▶ EXERCISE GOAL:
State how many lines of the data below contain the string "after". Give only the number.
--- begin PROVIDED MATERIAL ---
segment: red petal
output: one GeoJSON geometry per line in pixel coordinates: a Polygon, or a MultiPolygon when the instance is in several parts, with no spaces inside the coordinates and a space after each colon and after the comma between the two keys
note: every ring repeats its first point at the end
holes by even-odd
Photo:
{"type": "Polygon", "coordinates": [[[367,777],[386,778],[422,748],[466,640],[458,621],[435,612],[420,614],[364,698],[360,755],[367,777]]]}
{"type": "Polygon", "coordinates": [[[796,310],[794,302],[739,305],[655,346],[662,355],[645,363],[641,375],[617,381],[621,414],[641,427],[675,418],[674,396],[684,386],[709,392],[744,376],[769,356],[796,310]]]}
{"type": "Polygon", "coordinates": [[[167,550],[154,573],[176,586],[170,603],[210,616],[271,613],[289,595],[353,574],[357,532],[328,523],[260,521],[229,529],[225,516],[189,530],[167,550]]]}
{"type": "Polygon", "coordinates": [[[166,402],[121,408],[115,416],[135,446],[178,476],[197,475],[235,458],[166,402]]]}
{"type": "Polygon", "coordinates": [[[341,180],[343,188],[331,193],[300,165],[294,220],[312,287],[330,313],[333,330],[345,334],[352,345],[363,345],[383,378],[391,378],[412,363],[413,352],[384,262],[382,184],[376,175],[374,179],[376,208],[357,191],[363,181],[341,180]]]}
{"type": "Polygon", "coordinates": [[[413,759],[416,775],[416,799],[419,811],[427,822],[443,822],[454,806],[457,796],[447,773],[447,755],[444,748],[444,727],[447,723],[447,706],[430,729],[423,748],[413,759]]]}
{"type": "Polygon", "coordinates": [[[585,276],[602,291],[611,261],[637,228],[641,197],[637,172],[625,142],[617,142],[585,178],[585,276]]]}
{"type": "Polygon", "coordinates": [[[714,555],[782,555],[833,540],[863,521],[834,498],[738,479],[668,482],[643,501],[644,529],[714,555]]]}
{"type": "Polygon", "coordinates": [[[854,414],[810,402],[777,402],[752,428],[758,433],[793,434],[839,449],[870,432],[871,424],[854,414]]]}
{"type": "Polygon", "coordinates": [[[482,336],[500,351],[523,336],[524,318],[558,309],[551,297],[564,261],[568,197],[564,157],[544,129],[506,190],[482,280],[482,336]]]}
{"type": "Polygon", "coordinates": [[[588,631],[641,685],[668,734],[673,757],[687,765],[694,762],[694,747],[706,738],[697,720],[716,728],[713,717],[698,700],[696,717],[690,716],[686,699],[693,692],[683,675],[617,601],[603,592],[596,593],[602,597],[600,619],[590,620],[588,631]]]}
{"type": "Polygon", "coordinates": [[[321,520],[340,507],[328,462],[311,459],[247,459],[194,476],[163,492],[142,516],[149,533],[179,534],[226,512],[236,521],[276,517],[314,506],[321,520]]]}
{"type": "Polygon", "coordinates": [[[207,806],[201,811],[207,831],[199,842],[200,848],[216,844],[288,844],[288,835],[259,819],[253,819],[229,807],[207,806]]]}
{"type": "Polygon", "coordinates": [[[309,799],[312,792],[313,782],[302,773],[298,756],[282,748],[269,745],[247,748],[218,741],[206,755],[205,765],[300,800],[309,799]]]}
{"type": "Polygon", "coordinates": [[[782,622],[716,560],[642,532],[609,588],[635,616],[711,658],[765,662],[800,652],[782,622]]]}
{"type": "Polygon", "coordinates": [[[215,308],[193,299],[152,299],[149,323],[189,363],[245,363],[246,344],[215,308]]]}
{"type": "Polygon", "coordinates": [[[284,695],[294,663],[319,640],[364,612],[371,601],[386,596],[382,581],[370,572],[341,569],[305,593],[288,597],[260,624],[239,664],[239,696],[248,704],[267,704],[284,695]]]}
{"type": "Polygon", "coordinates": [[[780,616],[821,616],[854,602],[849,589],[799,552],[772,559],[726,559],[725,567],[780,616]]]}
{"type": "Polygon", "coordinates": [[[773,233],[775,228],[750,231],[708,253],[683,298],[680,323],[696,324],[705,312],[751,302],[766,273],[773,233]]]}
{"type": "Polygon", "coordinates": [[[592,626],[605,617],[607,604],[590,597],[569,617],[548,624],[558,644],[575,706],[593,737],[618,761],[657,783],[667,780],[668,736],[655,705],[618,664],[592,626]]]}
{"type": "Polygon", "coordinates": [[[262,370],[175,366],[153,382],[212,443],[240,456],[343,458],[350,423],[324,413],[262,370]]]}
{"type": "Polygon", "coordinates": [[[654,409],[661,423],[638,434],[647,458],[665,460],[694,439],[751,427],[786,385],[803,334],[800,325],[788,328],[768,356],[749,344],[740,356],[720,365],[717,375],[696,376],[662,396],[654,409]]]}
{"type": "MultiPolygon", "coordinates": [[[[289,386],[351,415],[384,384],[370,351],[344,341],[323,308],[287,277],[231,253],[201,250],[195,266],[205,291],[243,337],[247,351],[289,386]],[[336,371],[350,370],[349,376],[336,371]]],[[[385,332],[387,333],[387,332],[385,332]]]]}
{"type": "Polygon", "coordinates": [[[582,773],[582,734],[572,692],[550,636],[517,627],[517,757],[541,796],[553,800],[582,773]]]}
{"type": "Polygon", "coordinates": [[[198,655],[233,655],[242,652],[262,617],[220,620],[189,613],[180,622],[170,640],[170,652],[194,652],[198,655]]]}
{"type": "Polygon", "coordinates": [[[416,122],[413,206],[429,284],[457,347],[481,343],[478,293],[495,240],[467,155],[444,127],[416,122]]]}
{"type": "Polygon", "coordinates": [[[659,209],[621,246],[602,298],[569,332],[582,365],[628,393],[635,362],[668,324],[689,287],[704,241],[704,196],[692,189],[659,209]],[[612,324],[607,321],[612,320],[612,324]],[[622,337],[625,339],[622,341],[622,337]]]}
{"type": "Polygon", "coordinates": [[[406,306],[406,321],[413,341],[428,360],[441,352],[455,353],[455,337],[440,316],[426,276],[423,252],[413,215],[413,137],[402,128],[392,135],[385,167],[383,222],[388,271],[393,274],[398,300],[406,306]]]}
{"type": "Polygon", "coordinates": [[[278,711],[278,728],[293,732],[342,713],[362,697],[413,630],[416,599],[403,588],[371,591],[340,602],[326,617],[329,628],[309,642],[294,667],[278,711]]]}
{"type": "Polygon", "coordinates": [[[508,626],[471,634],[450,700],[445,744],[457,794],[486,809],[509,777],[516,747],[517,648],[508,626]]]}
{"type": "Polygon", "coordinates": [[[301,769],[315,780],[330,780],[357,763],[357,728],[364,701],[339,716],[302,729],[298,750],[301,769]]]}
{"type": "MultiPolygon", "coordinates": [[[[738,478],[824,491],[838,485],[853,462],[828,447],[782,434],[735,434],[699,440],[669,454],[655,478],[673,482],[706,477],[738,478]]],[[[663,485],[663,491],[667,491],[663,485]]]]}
--- end PROVIDED MATERIAL ---
▶ TASK ANSWER:
1